[start]

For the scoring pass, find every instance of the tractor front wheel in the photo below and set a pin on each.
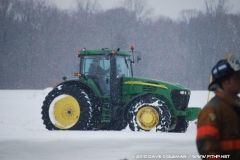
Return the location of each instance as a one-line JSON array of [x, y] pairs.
[[147, 114], [66, 107]]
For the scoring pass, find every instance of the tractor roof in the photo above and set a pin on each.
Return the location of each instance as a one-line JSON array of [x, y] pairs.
[[102, 52]]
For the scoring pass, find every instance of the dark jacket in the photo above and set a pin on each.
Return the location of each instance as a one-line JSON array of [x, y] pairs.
[[218, 127]]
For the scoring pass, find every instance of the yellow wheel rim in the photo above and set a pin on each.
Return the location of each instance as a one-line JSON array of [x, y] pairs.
[[64, 112], [147, 118]]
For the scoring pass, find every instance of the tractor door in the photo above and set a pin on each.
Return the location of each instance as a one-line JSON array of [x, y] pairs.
[[97, 69]]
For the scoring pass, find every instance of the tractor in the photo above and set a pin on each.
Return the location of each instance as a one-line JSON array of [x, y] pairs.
[[104, 95]]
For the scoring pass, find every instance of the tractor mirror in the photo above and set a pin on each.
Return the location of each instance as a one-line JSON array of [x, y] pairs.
[[138, 58], [107, 56]]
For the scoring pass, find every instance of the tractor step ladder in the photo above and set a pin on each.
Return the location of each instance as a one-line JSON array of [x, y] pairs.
[[106, 113]]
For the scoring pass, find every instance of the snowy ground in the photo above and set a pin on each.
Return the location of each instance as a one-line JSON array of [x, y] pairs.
[[24, 137]]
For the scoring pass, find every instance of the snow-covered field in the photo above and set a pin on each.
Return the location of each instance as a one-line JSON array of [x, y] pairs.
[[24, 137]]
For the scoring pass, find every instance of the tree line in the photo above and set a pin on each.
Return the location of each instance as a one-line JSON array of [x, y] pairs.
[[39, 42]]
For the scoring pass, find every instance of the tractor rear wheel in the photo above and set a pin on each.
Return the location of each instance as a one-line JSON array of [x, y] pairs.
[[66, 107], [149, 113]]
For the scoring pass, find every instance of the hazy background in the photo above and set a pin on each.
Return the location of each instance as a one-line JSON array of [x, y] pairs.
[[39, 41]]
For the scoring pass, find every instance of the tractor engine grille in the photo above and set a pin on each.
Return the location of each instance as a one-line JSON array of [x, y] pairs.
[[180, 99], [149, 89]]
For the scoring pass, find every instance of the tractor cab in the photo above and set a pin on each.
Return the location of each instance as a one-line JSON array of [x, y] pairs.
[[104, 67]]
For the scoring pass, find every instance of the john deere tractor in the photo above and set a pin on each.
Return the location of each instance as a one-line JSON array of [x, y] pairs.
[[106, 96]]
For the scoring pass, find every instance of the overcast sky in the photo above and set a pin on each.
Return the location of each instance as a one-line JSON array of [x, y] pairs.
[[169, 8]]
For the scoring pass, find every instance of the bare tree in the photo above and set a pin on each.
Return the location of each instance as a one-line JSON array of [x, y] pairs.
[[140, 7]]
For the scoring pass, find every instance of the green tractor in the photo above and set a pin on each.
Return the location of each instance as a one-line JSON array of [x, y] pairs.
[[106, 96]]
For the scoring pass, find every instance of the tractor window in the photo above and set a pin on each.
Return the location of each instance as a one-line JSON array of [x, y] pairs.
[[123, 67], [87, 61]]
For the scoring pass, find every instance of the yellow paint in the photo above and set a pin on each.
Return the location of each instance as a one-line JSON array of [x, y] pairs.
[[146, 84], [147, 118], [66, 112]]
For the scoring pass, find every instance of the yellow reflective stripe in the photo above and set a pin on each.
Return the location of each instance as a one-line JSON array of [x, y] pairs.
[[146, 84]]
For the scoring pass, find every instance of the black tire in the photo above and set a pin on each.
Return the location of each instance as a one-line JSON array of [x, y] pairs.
[[66, 107], [181, 125], [160, 117]]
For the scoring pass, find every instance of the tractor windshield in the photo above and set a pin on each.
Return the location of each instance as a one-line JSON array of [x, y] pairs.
[[94, 65], [123, 66], [98, 65]]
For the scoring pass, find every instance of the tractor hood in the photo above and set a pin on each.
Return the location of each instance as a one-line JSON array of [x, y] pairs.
[[152, 83]]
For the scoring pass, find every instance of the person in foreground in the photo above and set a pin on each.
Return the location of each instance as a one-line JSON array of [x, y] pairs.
[[218, 125]]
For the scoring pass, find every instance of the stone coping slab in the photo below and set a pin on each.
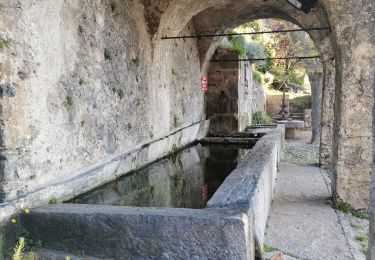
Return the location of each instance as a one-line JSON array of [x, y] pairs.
[[231, 227], [105, 171]]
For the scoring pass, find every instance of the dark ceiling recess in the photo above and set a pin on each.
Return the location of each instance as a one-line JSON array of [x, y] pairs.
[[303, 5]]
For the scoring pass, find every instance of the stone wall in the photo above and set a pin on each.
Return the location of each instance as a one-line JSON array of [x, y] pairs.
[[259, 96], [233, 95], [352, 143], [78, 91], [274, 103], [223, 93]]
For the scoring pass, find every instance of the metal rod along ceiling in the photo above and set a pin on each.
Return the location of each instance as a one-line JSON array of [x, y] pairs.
[[248, 33]]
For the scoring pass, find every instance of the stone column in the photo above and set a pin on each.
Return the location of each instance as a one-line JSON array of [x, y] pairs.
[[316, 79], [352, 24], [371, 248], [327, 117]]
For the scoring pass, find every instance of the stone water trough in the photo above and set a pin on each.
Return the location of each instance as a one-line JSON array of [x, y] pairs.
[[232, 225]]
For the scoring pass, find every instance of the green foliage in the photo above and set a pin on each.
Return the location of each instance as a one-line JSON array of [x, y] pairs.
[[257, 76], [113, 6], [4, 43], [19, 248], [68, 101], [260, 118], [53, 201], [119, 92], [2, 246], [107, 54], [349, 209]]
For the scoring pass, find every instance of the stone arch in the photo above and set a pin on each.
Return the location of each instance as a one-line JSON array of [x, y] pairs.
[[220, 16]]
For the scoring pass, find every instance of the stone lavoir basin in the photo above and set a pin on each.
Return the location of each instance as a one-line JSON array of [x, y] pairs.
[[210, 200], [185, 179]]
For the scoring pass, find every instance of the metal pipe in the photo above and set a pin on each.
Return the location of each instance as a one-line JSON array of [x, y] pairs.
[[249, 33]]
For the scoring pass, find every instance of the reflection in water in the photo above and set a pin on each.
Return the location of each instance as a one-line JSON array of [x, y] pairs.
[[186, 179]]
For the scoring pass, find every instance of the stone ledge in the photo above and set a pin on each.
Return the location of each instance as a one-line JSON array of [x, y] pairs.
[[232, 227], [250, 186], [106, 171], [141, 233]]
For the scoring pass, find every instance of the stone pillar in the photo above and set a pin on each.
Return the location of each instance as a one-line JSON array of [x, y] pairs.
[[316, 79], [352, 150], [328, 99], [371, 248], [222, 95]]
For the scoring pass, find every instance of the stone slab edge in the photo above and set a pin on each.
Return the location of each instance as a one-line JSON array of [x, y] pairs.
[[107, 170], [251, 186], [142, 233]]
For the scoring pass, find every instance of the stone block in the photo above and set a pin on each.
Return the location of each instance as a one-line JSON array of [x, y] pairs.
[[141, 233]]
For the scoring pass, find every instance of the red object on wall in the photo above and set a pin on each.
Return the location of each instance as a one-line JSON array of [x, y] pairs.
[[204, 80]]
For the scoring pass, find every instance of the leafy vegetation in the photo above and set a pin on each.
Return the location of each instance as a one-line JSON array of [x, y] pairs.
[[299, 104], [349, 209]]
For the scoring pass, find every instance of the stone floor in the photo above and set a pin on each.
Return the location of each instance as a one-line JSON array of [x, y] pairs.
[[302, 223]]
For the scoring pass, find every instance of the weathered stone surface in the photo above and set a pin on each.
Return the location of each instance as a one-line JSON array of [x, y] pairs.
[[307, 118], [106, 171], [129, 233], [274, 103], [74, 108], [328, 102], [231, 227], [251, 185], [351, 24], [232, 96]]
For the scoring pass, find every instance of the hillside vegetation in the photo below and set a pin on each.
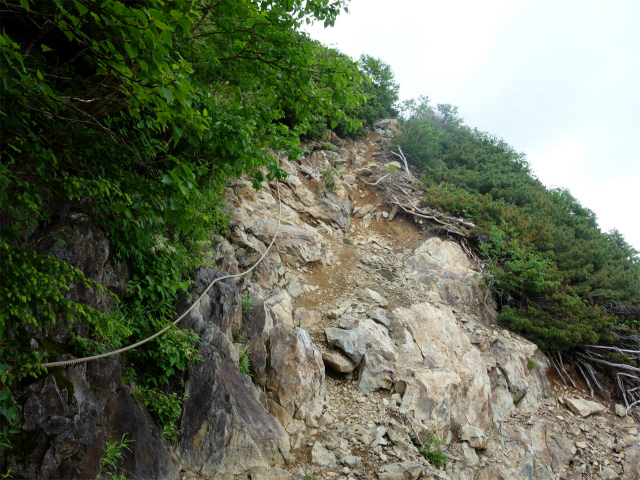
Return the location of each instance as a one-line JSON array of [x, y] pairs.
[[561, 282], [136, 115]]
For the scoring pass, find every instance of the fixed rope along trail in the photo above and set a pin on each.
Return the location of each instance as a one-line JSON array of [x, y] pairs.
[[175, 322]]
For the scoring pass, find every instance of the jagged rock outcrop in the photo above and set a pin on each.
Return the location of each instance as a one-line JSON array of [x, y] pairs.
[[409, 336], [446, 270], [295, 376], [69, 416], [226, 429]]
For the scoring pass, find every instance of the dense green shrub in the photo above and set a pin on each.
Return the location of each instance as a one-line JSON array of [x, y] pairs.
[[137, 114], [559, 279]]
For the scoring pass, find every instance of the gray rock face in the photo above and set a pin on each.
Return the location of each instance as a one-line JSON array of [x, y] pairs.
[[452, 384], [444, 267], [68, 417], [306, 319], [86, 247], [321, 456], [295, 378], [226, 429], [402, 470], [258, 320], [64, 429], [221, 306], [280, 304], [584, 407], [514, 385], [150, 457], [337, 362]]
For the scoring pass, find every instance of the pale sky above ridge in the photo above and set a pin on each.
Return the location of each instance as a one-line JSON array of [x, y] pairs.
[[559, 81]]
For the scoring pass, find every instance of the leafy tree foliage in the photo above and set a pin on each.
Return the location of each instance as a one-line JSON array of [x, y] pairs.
[[378, 97], [560, 280], [137, 114]]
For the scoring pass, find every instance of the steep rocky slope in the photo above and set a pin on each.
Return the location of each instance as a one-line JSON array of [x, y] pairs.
[[366, 335]]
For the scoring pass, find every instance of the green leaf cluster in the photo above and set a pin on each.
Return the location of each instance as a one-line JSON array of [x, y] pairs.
[[432, 450], [560, 280], [138, 114]]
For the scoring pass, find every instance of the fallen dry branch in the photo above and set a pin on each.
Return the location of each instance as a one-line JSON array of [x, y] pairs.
[[406, 164]]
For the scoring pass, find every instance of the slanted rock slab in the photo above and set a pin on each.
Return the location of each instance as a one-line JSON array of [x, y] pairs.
[[403, 470], [337, 362], [584, 407]]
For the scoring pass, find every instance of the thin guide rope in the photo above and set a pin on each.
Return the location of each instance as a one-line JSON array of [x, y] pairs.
[[175, 322]]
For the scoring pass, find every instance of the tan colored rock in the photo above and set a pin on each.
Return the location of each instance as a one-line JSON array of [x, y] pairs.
[[364, 210], [584, 407], [337, 362], [306, 318], [295, 377], [449, 381], [445, 264], [409, 470]]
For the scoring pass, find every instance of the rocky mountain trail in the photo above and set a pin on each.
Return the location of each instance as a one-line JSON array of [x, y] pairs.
[[373, 333], [363, 335]]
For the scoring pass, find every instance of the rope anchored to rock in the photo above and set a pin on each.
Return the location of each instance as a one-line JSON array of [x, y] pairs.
[[175, 322]]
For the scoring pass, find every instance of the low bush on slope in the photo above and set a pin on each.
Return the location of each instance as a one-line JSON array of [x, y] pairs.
[[559, 279]]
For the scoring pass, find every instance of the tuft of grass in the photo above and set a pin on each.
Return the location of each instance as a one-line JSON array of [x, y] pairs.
[[113, 453], [247, 302], [432, 450]]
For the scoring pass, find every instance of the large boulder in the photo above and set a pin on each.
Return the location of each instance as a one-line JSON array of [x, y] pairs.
[[150, 457], [63, 428], [517, 371], [295, 376], [258, 320], [445, 268], [226, 429], [86, 247], [222, 305], [68, 417], [451, 385]]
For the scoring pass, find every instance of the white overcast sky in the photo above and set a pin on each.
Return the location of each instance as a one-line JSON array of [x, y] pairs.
[[557, 79]]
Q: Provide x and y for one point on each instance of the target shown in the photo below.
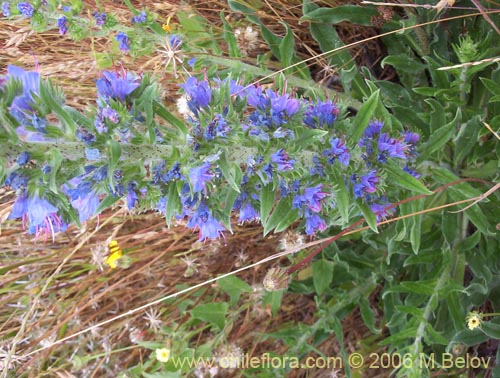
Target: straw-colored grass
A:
(84, 292)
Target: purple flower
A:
(200, 94)
(23, 158)
(199, 176)
(62, 23)
(6, 8)
(16, 181)
(31, 86)
(321, 115)
(248, 213)
(26, 9)
(173, 174)
(92, 154)
(380, 211)
(117, 86)
(411, 138)
(204, 221)
(314, 196)
(139, 19)
(38, 215)
(100, 18)
(282, 160)
(282, 107)
(339, 151)
(314, 223)
(85, 136)
(175, 41)
(111, 114)
(123, 40)
(374, 128)
(131, 195)
(367, 184)
(411, 171)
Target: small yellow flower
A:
(167, 26)
(162, 354)
(115, 254)
(473, 319)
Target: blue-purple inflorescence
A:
(246, 135)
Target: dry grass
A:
(83, 292)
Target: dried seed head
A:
(276, 279)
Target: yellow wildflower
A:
(162, 354)
(473, 320)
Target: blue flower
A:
(199, 176)
(321, 115)
(92, 154)
(62, 23)
(131, 195)
(6, 8)
(390, 147)
(339, 151)
(26, 9)
(380, 211)
(38, 215)
(373, 129)
(123, 40)
(139, 19)
(200, 94)
(175, 41)
(31, 86)
(204, 221)
(173, 174)
(111, 114)
(248, 213)
(85, 136)
(114, 85)
(314, 196)
(23, 158)
(367, 184)
(16, 181)
(314, 223)
(282, 160)
(100, 18)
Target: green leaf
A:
(107, 202)
(287, 47)
(287, 220)
(467, 139)
(469, 337)
(231, 172)
(173, 204)
(341, 196)
(404, 179)
(368, 315)
(281, 213)
(48, 96)
(161, 111)
(55, 160)
(266, 202)
(273, 298)
(370, 218)
(424, 287)
(351, 13)
(233, 286)
(323, 275)
(403, 63)
(213, 313)
(440, 137)
(491, 329)
(363, 118)
(232, 44)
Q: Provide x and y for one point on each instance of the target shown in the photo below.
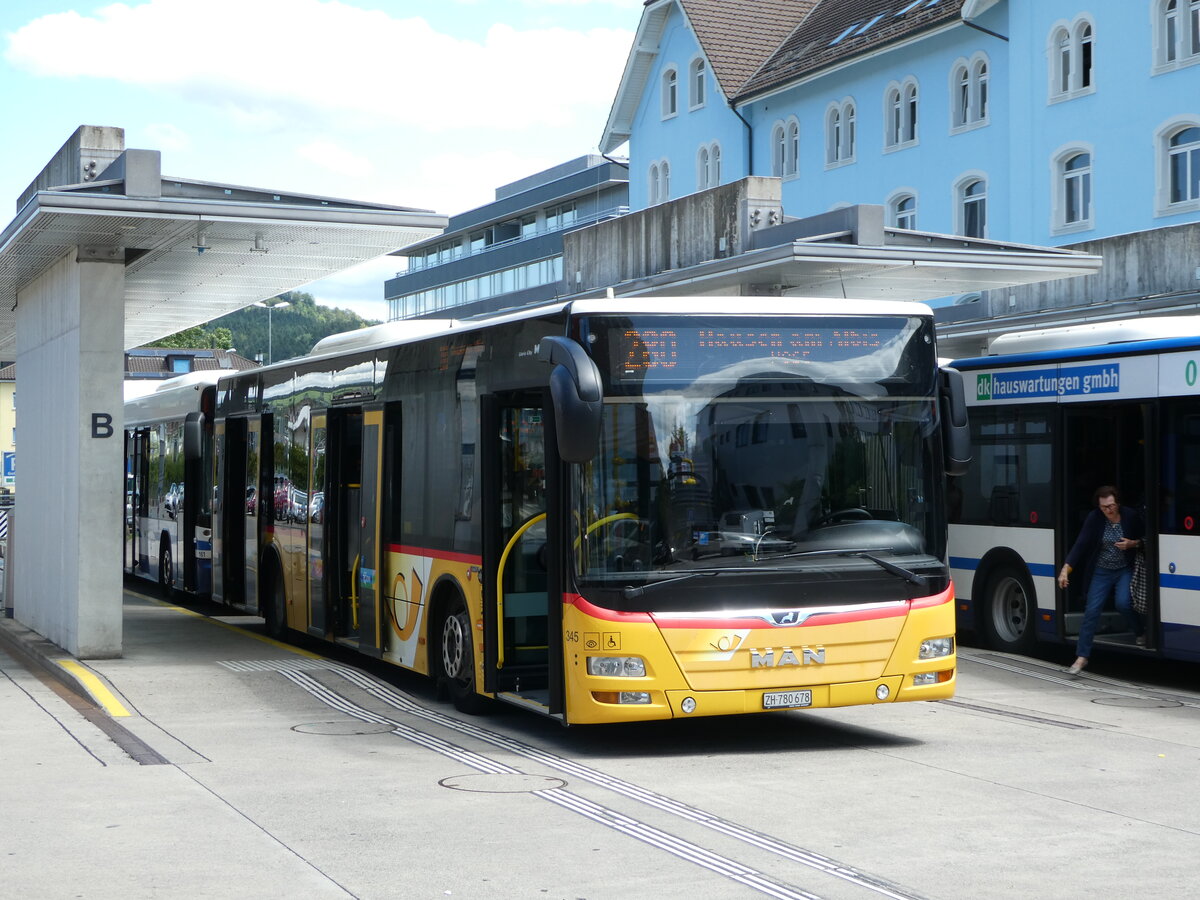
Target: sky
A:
(431, 105)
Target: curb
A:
(49, 661)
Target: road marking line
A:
(239, 629)
(95, 688)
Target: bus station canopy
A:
(191, 250)
(897, 264)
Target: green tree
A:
(294, 329)
(198, 339)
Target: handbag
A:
(1138, 582)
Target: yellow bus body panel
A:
(724, 667)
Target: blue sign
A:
(1078, 381)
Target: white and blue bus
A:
(1055, 414)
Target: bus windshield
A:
(743, 445)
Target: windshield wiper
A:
(633, 592)
(912, 577)
(921, 581)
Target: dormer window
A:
(697, 76)
(670, 94)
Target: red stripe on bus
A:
(838, 617)
(449, 556)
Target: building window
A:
(840, 135)
(670, 94)
(697, 83)
(1177, 33)
(792, 153)
(659, 184)
(900, 112)
(903, 211)
(785, 149)
(1073, 191)
(972, 208)
(969, 94)
(1071, 60)
(1183, 165)
(562, 216)
(708, 166)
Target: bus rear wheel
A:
(166, 570)
(459, 659)
(1009, 611)
(276, 611)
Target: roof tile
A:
(839, 30)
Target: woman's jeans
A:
(1104, 582)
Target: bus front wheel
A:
(275, 611)
(166, 570)
(1009, 611)
(459, 659)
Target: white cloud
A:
(165, 136)
(269, 57)
(333, 156)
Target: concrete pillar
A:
(70, 363)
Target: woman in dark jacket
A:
(1105, 550)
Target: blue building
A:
(509, 252)
(1043, 121)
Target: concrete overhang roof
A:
(918, 267)
(169, 285)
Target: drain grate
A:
(1138, 702)
(343, 727)
(503, 783)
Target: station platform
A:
(209, 761)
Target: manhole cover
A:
(342, 729)
(502, 783)
(1138, 702)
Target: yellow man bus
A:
(609, 510)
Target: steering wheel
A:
(856, 514)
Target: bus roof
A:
(173, 399)
(1117, 336)
(407, 330)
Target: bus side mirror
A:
(577, 397)
(193, 436)
(955, 433)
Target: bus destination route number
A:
(665, 348)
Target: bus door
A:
(259, 499)
(522, 659)
(1104, 444)
(316, 520)
(137, 484)
(351, 525)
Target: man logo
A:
(766, 658)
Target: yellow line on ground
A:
(264, 639)
(95, 688)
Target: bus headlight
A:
(936, 647)
(617, 666)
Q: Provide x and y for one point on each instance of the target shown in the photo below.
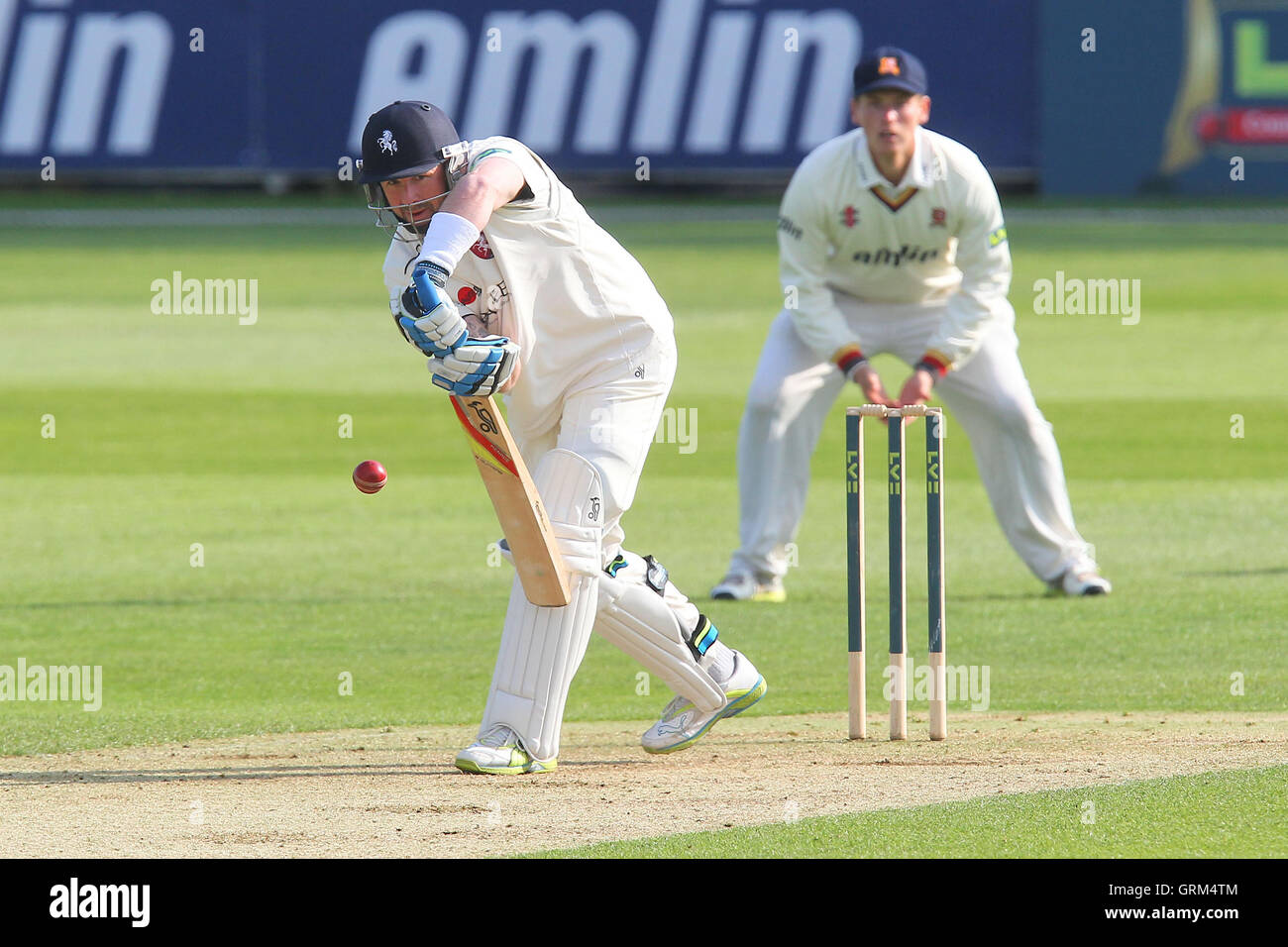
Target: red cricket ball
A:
(370, 475)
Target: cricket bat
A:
(514, 496)
(516, 502)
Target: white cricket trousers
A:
(990, 398)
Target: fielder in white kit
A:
(561, 318)
(892, 241)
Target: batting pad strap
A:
(570, 487)
(703, 637)
(640, 622)
(541, 648)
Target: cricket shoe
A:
(498, 753)
(1081, 582)
(738, 586)
(682, 724)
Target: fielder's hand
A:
(915, 389)
(438, 329)
(870, 381)
(477, 367)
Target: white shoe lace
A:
(497, 737)
(674, 707)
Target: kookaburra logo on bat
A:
(485, 424)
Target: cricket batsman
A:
(539, 303)
(892, 240)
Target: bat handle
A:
(425, 290)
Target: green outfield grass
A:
(174, 431)
(1209, 815)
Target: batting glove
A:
(477, 367)
(439, 329)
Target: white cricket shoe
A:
(1082, 582)
(739, 586)
(500, 751)
(682, 724)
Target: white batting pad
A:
(541, 648)
(647, 626)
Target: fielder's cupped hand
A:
(477, 367)
(438, 329)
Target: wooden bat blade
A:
(515, 500)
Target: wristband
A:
(447, 240)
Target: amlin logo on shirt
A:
(75, 899)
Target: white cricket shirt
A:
(936, 237)
(549, 277)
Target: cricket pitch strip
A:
(394, 792)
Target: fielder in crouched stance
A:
(541, 304)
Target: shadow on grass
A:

[end]

> [REQUEST]
Reproduce verbatim the stretch of rows from the first row through the row containing "[[102, 52]]", including both ends. Leave the pictures out of the answer.

> [ANSWER TO THIS TASK]
For the scoring pass, find every instance of the tractor front wheel in the photo below and set a pin on each.
Return the location of each instance as a one-line JSON array of [x, y] pairs.
[[147, 114], [66, 107]]
For the scoring pass, find every instance of the tractor roof in the photo above and set a pin on each.
Return the location of each instance as a one-line JSON array of [x, y] pairs.
[[102, 52]]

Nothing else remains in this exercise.